** RECORDS SHOWN follows **
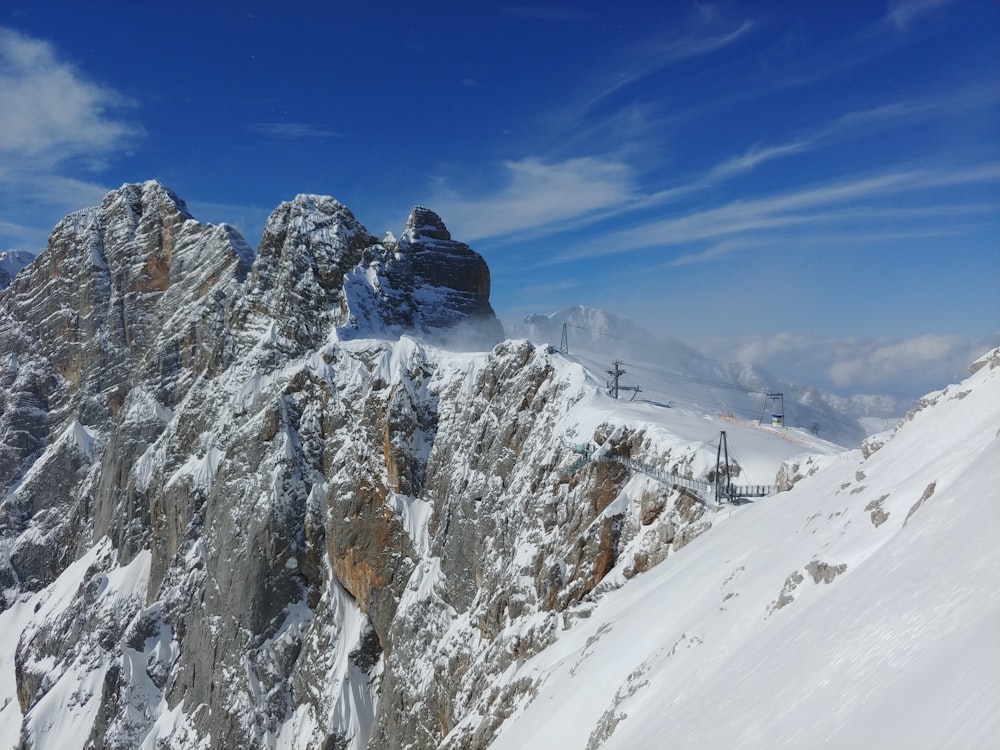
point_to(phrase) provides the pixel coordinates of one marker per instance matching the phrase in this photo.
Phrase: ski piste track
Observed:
(709, 493)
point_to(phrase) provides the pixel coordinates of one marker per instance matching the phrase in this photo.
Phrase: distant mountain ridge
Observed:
(667, 367)
(265, 500)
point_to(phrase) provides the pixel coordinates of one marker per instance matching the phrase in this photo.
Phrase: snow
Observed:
(897, 650)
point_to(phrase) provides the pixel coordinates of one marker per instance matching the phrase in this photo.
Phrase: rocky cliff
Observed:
(246, 500)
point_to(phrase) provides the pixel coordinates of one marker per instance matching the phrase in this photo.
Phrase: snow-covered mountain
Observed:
(668, 370)
(859, 609)
(11, 263)
(277, 500)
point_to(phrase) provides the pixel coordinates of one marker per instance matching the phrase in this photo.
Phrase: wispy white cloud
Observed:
(783, 210)
(289, 131)
(57, 130)
(654, 56)
(51, 113)
(902, 13)
(545, 12)
(537, 194)
(881, 365)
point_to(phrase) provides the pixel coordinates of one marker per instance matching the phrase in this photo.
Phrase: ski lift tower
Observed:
(614, 387)
(777, 411)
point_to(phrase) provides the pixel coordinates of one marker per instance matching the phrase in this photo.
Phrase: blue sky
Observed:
(813, 186)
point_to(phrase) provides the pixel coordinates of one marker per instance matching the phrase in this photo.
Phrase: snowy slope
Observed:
(859, 609)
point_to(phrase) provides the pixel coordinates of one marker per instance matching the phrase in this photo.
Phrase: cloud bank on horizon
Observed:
(812, 187)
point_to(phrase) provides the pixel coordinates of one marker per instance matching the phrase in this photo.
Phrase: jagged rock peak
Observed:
(424, 223)
(141, 198)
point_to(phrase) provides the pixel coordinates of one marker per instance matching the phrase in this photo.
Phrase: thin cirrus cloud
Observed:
(537, 194)
(290, 131)
(902, 13)
(52, 114)
(858, 363)
(58, 131)
(783, 210)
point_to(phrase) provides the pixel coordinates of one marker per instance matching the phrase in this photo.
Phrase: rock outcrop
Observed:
(252, 507)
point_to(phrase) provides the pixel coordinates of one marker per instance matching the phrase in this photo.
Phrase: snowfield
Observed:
(859, 609)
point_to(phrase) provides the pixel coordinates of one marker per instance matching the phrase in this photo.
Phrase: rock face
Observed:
(11, 263)
(242, 505)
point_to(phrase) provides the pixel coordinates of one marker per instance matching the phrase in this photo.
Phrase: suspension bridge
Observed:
(722, 490)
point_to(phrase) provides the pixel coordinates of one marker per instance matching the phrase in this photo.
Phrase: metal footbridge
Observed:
(709, 493)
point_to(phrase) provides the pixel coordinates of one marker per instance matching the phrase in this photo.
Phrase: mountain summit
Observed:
(263, 501)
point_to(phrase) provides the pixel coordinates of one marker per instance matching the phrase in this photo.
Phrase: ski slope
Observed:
(859, 609)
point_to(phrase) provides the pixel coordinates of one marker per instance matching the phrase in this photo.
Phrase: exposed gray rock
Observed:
(272, 509)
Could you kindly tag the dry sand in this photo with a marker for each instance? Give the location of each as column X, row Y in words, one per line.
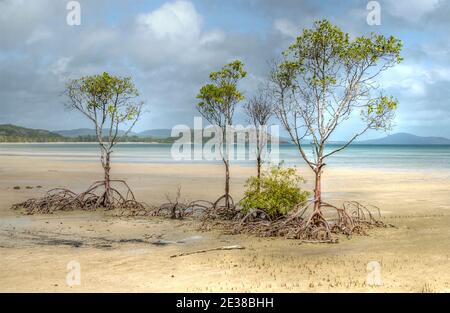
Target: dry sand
column 117, row 254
** End of RECORDS SHOWN **
### TASK BRIEF
Look over the records above and filter for each line with the word "slope".

### RESULT FOR THIS TASK
Phrase: snowy slope
Phrase: ski slope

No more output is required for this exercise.